--- START OF Extract provided ---

In a MATCH_RECOGNIZE clause, you use the PATTERN subclause to specify the row pattern to match:

MATCH_RECOGNIZE(
  ...
  PATTERN(row_before_decrease row_with_price_decrease+ row_with_price_increase+)
  ...
)
Copy

To specify the expressions for the pattern variables, you use the DEFINE subclause:

MATCH_RECOGNIZE(
  ...
  DEFINE
    row_with_price_decrease AS price < LAG(price)
    row_with_price_increase AS price > LAG(price)
  ...
)
Copy

where:

  • row_before_decrease does not need to be defined here because it should evaluate to any row.

  • row_with_price_decrease is defined as an expression for a row with a price decrease.

  • row_with_price_increase is defined as an expression for a row with a price increase.

To compare the prices in different rows, the definitions of these variables use the navigational function LAG() to specify price for the previous row.

The row pattern matches two sequences of rows, as illustrated below:

First sequence of rows that match the "V" pattern
Second sequence of rows that match the "V" pattern

For the first matching sequence of rows:

  • row_before_decrease matches the row with the stock price 50.

  • row_with_price_decrease matches the next row with the stock price 36.

--- END OF Extract provided ---

Stated exercise 1 →
In the MATCH_RECOGNIZE extract, which navigational function do the variable definitions use to get the price of the previous row?
Stated exercise 2 →
Go on writing the MATCH_RECOGNIZE extract from the point where it stops.
The entries have nothing to do with the MATCH_RECOGNIZE extract.

--- START OF Material provided ---

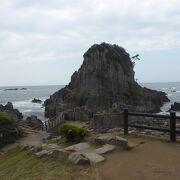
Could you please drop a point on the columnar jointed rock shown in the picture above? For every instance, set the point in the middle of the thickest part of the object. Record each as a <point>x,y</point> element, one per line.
<point>9,109</point>
<point>104,81</point>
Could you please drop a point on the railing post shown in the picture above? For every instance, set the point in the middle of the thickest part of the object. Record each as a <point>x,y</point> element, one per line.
<point>125,121</point>
<point>46,126</point>
<point>172,126</point>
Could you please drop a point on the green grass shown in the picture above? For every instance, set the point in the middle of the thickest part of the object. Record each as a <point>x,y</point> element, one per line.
<point>17,165</point>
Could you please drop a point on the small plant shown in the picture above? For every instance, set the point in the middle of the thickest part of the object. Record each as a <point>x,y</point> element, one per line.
<point>73,133</point>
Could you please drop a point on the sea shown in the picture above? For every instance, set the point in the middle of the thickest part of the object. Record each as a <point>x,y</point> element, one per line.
<point>22,99</point>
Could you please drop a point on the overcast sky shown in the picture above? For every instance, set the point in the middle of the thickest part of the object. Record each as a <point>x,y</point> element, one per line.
<point>42,42</point>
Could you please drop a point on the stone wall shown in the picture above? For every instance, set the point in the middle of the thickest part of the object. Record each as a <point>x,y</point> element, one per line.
<point>105,122</point>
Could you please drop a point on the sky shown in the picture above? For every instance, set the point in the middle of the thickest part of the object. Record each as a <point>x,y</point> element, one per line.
<point>42,42</point>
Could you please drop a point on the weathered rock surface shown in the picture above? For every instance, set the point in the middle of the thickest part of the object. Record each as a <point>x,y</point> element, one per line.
<point>59,153</point>
<point>78,147</point>
<point>104,81</point>
<point>117,140</point>
<point>105,149</point>
<point>94,158</point>
<point>79,159</point>
<point>42,153</point>
<point>9,109</point>
<point>33,122</point>
<point>175,107</point>
<point>36,101</point>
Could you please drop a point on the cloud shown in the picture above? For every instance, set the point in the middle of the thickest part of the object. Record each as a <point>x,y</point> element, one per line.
<point>43,30</point>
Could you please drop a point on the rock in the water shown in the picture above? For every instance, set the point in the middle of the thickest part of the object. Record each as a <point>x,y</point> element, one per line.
<point>78,147</point>
<point>35,149</point>
<point>94,157</point>
<point>34,122</point>
<point>78,159</point>
<point>105,149</point>
<point>104,81</point>
<point>9,109</point>
<point>175,107</point>
<point>36,101</point>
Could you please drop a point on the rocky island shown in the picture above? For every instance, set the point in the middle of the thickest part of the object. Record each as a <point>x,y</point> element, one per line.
<point>104,83</point>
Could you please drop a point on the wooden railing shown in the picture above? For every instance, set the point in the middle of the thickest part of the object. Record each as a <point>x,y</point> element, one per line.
<point>171,130</point>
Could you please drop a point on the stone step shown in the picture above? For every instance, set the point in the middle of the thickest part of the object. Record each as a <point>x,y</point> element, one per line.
<point>105,149</point>
<point>93,157</point>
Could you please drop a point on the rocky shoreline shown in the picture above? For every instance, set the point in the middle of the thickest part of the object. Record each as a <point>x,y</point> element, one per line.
<point>104,83</point>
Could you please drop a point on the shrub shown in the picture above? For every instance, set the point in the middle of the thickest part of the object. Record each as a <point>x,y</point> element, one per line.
<point>73,133</point>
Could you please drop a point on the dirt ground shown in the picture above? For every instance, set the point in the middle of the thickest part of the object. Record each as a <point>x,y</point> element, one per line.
<point>151,160</point>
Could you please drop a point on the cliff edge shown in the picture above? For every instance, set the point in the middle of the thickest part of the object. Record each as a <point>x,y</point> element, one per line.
<point>105,81</point>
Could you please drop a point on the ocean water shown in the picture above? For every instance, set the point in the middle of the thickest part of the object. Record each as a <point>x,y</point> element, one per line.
<point>172,89</point>
<point>21,99</point>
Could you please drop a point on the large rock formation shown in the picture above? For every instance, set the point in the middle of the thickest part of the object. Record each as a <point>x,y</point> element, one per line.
<point>105,81</point>
<point>9,109</point>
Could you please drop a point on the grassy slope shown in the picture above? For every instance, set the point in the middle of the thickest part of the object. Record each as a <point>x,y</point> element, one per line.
<point>16,164</point>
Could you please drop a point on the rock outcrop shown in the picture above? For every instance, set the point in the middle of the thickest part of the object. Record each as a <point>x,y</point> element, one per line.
<point>175,107</point>
<point>9,109</point>
<point>105,81</point>
<point>36,101</point>
<point>33,122</point>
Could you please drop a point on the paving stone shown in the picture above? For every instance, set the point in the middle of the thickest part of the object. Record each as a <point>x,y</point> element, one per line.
<point>78,147</point>
<point>79,159</point>
<point>94,157</point>
<point>59,153</point>
<point>105,149</point>
<point>42,153</point>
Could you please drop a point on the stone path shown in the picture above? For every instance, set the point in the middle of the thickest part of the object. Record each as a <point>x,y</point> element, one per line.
<point>33,138</point>
<point>82,153</point>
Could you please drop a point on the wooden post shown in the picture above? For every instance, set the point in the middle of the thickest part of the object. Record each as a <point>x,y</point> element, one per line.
<point>46,125</point>
<point>125,121</point>
<point>172,126</point>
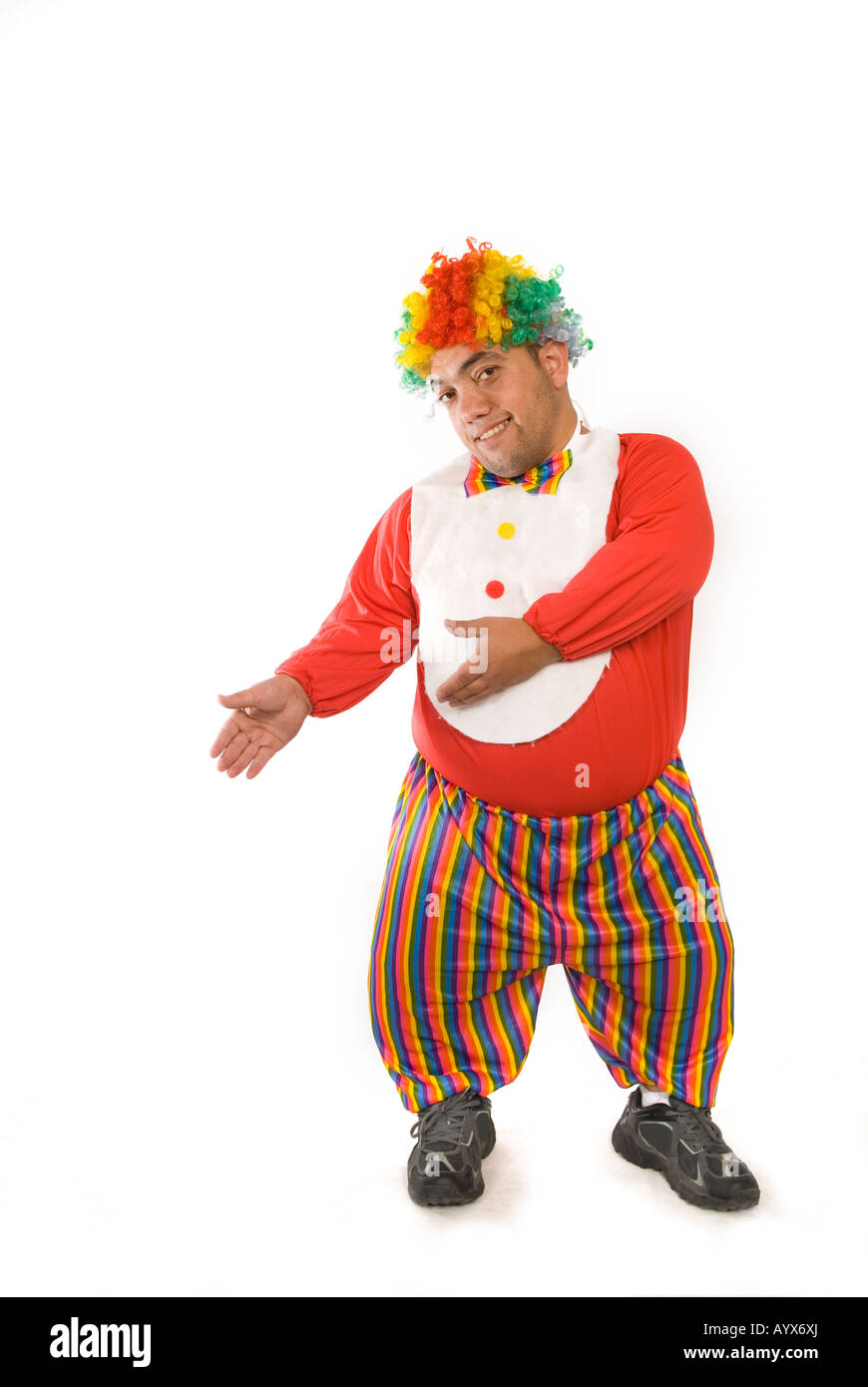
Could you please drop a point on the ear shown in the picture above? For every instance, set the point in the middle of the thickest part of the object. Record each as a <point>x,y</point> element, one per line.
<point>555,361</point>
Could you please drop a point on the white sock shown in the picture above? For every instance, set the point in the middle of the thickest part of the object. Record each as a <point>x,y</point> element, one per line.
<point>651,1096</point>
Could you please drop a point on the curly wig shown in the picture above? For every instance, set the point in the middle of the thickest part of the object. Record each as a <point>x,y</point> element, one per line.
<point>483,297</point>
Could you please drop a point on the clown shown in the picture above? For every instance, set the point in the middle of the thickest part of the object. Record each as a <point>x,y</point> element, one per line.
<point>544,579</point>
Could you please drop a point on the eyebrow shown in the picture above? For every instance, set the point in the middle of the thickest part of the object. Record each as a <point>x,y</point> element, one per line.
<point>470,362</point>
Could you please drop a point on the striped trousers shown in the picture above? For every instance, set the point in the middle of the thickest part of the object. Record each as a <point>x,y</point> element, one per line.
<point>477,902</point>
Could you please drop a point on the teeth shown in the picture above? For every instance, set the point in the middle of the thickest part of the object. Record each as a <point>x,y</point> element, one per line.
<point>497,429</point>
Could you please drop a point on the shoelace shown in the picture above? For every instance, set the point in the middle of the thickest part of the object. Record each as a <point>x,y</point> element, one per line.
<point>444,1121</point>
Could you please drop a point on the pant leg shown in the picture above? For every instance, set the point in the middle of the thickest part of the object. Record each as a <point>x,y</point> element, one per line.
<point>454,984</point>
<point>657,998</point>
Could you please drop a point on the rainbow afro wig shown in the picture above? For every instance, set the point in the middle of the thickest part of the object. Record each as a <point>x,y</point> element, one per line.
<point>483,297</point>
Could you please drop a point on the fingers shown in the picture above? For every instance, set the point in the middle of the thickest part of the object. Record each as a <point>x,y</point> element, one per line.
<point>235,753</point>
<point>463,686</point>
<point>229,729</point>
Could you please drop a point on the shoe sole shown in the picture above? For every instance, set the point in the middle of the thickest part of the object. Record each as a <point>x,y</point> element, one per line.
<point>443,1191</point>
<point>626,1146</point>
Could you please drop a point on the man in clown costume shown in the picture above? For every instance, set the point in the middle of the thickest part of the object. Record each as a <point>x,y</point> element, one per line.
<point>545,580</point>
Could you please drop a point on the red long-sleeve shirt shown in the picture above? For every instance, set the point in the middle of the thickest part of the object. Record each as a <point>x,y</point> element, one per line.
<point>634,597</point>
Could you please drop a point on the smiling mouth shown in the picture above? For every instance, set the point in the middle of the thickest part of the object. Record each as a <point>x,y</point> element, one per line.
<point>493,433</point>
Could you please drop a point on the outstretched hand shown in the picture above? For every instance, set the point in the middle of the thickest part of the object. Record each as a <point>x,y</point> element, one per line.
<point>266,715</point>
<point>508,651</point>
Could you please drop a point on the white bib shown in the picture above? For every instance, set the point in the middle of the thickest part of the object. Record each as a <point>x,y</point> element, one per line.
<point>530,543</point>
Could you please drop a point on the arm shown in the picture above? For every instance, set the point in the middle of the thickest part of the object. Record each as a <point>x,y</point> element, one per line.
<point>372,629</point>
<point>656,561</point>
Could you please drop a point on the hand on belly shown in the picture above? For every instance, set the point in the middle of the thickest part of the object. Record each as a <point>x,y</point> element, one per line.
<point>508,651</point>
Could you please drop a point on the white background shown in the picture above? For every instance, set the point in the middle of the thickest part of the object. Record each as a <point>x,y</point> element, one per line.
<point>211,214</point>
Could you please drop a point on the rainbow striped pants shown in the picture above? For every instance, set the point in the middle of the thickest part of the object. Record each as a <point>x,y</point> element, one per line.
<point>477,902</point>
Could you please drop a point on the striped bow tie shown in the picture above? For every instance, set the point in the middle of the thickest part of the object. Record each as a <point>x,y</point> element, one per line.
<point>544,477</point>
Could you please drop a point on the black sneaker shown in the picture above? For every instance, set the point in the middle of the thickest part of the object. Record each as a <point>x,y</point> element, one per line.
<point>688,1149</point>
<point>445,1165</point>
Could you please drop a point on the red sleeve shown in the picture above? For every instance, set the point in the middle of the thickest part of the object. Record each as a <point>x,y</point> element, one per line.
<point>656,559</point>
<point>373,627</point>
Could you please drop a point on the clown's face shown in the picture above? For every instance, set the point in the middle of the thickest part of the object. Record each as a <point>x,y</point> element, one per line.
<point>509,411</point>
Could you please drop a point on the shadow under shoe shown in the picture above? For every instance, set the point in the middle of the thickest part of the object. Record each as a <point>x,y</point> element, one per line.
<point>455,1135</point>
<point>688,1149</point>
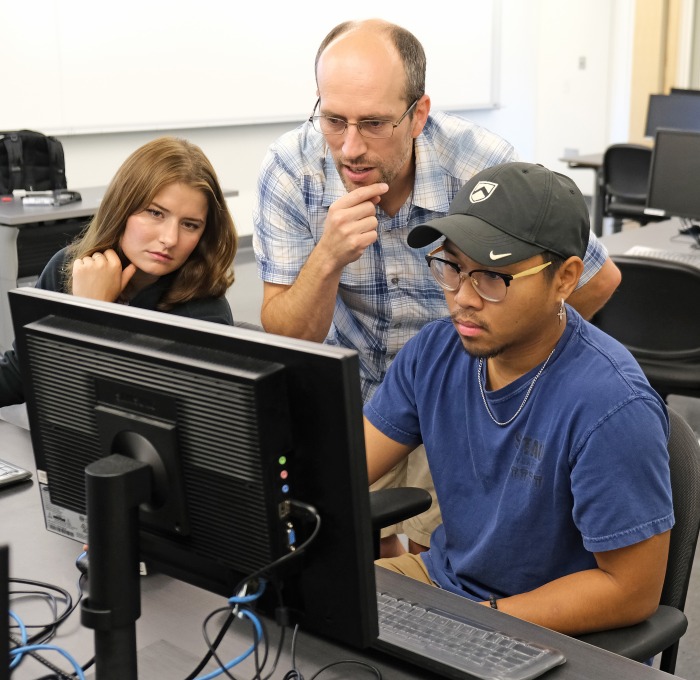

--- END OF Material provided ---

Task result 1 →
LAG()

Task result 2 →
  • row_with_price_increase matches the next two rows with the stock prices 39 and 42.

For the second matching sequence of rows:

  • row_before_decrease matches the row with the stock price 42. (This is the same row that is at the end of the first matching sequence of rows.)

  • row_with_price_decrease matches the next row with the stock price 30.

  • row_with_price_increase matches the next two rows with the stock prices 47, 71, and 80.

Step 3: Specifying the Rows to Return

MATCH_RECOGNIZE can either return:

  • a single row that summarizes each matching sequence, or

  • each row in each matching sequence

For this example, you want to return a summary of each matching sequence. Use the ONE ROW PER MATCH subclause to specify that one row should be returned for each matching sequence.

MATCH_RECOGNIZE(
  ...
  ONE ROW PER MATCH
  ...
)
Copy

Step 4: Specifying the Measures to Select

When you use ONE ROW PER MATCH, MATCH_RECOGNIZE does not return any of the columns in the table (except for the column specified by PARTITION BY), even when MATCH_RECOGNIZE is in a SELECT * statement. To specify the data to be returned by this statement, you must define measures. Measures are additional columns of data that are calculated for each matching sequence of rows (e.g. the starting date of the sequence, the ending date of the sequence, the number of days in the sequence, etc.).

Use the MEASURES subclause to specify these additional columns to return in the output. The general format for defining a measure is:

<expression> AS <column_name>
Copy

where:

  • expression specifies the information about the sequence that you want to return. For the expression, you can use functions with columns from the table and pattern variables that you defined earlier.

  • column_name specifies the name of the column that will be returned in the output.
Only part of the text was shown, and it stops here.